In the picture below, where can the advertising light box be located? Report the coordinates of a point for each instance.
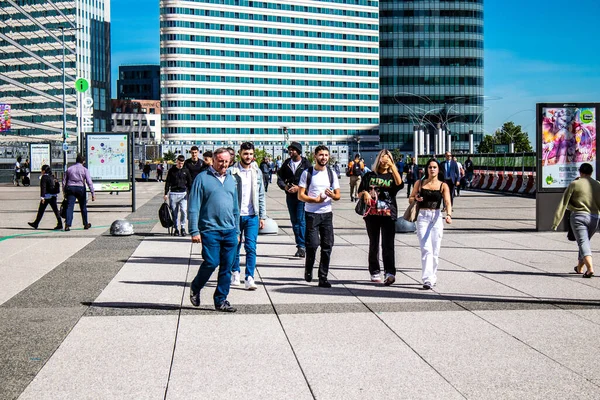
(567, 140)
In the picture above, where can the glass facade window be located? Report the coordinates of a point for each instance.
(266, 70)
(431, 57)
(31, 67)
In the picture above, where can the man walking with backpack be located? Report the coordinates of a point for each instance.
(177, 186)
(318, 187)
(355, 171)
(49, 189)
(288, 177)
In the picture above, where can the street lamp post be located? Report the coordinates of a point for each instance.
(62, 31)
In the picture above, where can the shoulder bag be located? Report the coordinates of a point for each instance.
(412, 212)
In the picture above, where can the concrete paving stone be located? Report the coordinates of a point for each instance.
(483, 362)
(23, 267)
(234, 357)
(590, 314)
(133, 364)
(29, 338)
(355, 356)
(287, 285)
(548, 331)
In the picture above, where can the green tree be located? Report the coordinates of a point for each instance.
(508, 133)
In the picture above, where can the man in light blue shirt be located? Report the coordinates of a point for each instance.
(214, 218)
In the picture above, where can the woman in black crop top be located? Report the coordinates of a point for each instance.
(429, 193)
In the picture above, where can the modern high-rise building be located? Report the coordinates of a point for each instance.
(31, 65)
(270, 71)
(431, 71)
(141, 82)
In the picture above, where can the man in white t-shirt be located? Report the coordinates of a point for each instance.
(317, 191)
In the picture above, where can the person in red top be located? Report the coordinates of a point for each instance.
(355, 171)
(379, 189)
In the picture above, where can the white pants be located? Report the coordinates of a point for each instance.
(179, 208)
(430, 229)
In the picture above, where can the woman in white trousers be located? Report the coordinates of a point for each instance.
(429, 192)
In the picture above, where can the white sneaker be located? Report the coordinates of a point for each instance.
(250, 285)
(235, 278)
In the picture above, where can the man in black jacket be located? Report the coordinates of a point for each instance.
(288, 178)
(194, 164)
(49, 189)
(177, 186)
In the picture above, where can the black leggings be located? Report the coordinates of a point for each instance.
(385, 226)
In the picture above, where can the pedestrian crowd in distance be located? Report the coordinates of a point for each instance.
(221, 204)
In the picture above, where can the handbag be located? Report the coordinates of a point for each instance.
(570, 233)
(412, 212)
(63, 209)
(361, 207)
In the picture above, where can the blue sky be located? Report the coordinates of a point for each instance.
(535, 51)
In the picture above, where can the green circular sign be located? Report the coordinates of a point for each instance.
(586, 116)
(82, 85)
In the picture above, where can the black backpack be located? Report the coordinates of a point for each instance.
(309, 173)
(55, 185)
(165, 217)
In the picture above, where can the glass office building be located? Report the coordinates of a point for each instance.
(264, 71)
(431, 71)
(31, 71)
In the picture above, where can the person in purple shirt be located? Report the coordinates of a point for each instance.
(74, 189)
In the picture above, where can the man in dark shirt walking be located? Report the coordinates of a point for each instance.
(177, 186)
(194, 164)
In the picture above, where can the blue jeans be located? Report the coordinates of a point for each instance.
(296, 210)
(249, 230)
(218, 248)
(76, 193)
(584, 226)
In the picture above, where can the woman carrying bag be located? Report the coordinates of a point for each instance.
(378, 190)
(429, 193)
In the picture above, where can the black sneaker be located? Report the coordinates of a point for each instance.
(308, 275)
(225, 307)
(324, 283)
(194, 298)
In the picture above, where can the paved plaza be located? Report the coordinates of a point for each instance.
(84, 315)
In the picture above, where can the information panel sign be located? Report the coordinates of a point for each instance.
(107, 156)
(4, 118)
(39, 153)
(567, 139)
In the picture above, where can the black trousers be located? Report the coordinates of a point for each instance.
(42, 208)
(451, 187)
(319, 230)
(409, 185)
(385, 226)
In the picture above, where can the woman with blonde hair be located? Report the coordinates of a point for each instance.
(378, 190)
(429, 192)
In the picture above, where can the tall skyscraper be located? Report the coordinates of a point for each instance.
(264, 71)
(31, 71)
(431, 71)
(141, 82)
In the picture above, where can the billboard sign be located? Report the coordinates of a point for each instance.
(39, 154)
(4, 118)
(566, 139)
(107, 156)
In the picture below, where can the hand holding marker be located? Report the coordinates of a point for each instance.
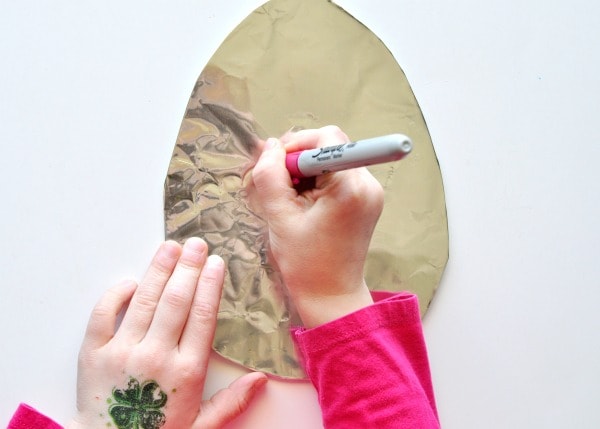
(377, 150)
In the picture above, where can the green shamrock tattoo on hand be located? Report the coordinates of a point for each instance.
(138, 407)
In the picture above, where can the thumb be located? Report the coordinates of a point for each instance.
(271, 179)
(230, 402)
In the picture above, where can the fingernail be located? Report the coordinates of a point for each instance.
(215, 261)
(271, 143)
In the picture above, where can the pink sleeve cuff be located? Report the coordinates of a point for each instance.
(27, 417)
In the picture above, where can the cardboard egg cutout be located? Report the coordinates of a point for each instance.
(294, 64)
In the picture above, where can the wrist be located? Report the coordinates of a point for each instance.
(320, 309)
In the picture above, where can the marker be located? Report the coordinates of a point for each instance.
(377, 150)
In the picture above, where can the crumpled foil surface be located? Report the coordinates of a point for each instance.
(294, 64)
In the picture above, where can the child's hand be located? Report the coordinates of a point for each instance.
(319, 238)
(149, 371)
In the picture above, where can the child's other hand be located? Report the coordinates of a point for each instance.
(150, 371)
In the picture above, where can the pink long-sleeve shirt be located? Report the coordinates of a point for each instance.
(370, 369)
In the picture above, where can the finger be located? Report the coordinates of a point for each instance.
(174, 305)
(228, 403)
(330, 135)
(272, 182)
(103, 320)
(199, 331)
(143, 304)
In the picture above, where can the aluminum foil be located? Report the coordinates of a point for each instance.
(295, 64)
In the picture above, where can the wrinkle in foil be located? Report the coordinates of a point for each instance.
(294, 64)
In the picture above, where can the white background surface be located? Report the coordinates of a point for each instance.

WHAT TO DO:
Without the pictures, reproduce every entry exactly as written.

SOLVED EXERCISE:
In the picture below, where can the advertising light box be located? Report the coordinates of a point for each instance.
(567, 140)
In the picture above, where can the glass facade window be located? Report the coordinates of a point for each instance.
(266, 70)
(431, 57)
(31, 67)
In the picture above, where can the man walking with backpack be located? Report the coordinates of a point for each instance.
(177, 186)
(318, 187)
(355, 171)
(49, 189)
(288, 177)
In the picture above, where can the street lamp post be located? Report the coordinates of a point for each instance.
(62, 31)
In the picture above, where can the shoulder bag be located? Report the coordinates of a point for each instance.
(412, 212)
In the picture above, where can the concrete paving stone be located? Report the coordinates of a point for each instance.
(483, 362)
(23, 267)
(234, 357)
(590, 314)
(133, 364)
(29, 338)
(355, 356)
(287, 285)
(548, 331)
In the picture above, where can the green tree be located? Report the coordinates of a point for each instance.
(508, 133)
In the picture above, where can the man in light blue shirt be located? Report the coordinates of a point for each instance.
(214, 218)
In the picture above, where can the woman in black crop top be located? Report the coordinates of a point for each instance.
(429, 193)
In the picture above, where can the modern high-rise building be located? Report the coordinates of a point for each instance.
(31, 65)
(270, 71)
(431, 71)
(141, 82)
In the picture above, where can the man in white t-shirt be located? Report the coordinates of a point for each instance.
(317, 191)
In the picture above, where can the person in red top be located? Report the coordinates of a point for each instance.
(355, 171)
(379, 189)
In the picture above, where can the white pants be located? Report the coordinates of a point for each instance.
(179, 208)
(430, 229)
In the picture above, where can the woman in white trousers be located? Report the coordinates of a point for each instance.
(429, 192)
In the picture above, where can the white sneaker be located? Report the coordinates of a point for each instance.
(250, 285)
(235, 278)
In the picture above, where can the man in black jacket be located? Report the coordinates of a point for each instance.
(288, 178)
(194, 164)
(49, 189)
(177, 186)
In the picture above, where can the black leggings be located? Report the coordinates of a point for each instance.
(385, 226)
In the picture above, where can the pedestrian crowd in distance be located? Report the coordinates of a point for each instance.
(221, 204)
In the picture above, where can the handbag be located? Report the coordinates of a point for each instance.
(570, 233)
(412, 212)
(63, 209)
(361, 207)
In the picture above, where can the blue sky be located? Report the coordinates of a point for each instance.
(535, 51)
In the picture above, where can the green circular sign be located? Report the coordinates of a point for each instance.
(586, 116)
(82, 85)
In the picture above, where can the black backpack be located? Report the coordinates of a point for each instance.
(309, 173)
(55, 185)
(165, 217)
In the picture above, where can the glass office building be located? Report the coordinates of a point for each instance.
(264, 71)
(431, 71)
(31, 71)
In the picture above, where can the person in purple shirt be located? Report the coordinates of a point for each instance.
(74, 189)
In the picture above, where can the man in dark shirt walking be located? Report the coordinates of a point for each instance.
(177, 186)
(194, 164)
In the picture above, where can the blue jeans be located? Report the coordinates of a point for each instance.
(296, 210)
(249, 230)
(218, 248)
(76, 193)
(584, 226)
In the picture above, where can the woman carrying bag be located? Report the coordinates of a point for each instance.
(378, 190)
(429, 193)
In the picture above, where can the black sneaker be located? Report the coordinates of a point for each instance.
(308, 275)
(225, 307)
(324, 283)
(194, 298)
In the picture above, where can the paved plaza be located? Report the coordinates of a point for each instance.
(84, 315)
In the picture above, where can the information panel sign be located? Report the coordinates of a point for each instance.
(107, 156)
(4, 118)
(39, 153)
(567, 139)
In the picture above, where can the black trousers be located? Report the coordinates of a point for each instance.
(42, 208)
(451, 187)
(319, 230)
(409, 185)
(385, 226)
In the picture above, where can the woman with blonde hair be located? Report the coordinates of a point for each instance.
(378, 190)
(429, 192)
In the picture above, where can the tall skyscraper be located? Report the coordinates of a point for each instance.
(264, 71)
(31, 71)
(431, 71)
(141, 82)
In the picture above, where can the billboard sign be located? Report the coordinates of a point for each instance.
(39, 154)
(4, 118)
(566, 139)
(107, 156)
In the picture below, where can the hand holding marker be located? Report the coordinates of a point for each instance.
(377, 150)
In the picture above, where can the green shamrock tattoo on hand be located? Report the coordinates of a point for each instance.
(138, 407)
In the picture above, where can the thumb be located? Report the coordinates of a point for each instance.
(271, 179)
(230, 402)
In the picture above, where can the fingernail be located? Report the coordinates of a point for each instance.
(215, 261)
(271, 143)
In the picture above, where can the pink sleeve cuff be located? Report the coordinates of a point for each instance.
(27, 417)
In the picture above, where can the cardboard egg cutout be located? Report the coordinates of a point for each instance.
(294, 64)
In the picture above, where can the wrist be located? Report the coordinates of a point for each instance.
(320, 309)
In the picture above, where can the marker be located? Report the coordinates of a point for each instance.
(377, 150)
In the picture above, where can the crumpled foil surface be located? Report the coordinates of a point for each instance.
(294, 64)
In the picture above, where can the child's hand be located? Report the coordinates of a point for each instance.
(319, 238)
(149, 371)
In the picture above, where can the child's other hand be located? Report the coordinates of a point for each instance.
(150, 371)
In the picture above, where can the pink long-sleeve shirt be located? Report the coordinates of a point for each instance.
(370, 369)
In the picture above, where can the finger be located? Report the coordinates of a point for each instance.
(174, 305)
(228, 403)
(330, 135)
(272, 182)
(103, 320)
(199, 331)
(143, 304)
In the picture above, where can the aluminum foil be located? Report the coordinates of a point for each instance.
(295, 64)
In the picture above, where can the wrinkle in foil be located? Report the coordinates of a point for each instance.
(294, 64)
In the picture above, where can the white background surface be located? Report the coordinates of a point for each instance.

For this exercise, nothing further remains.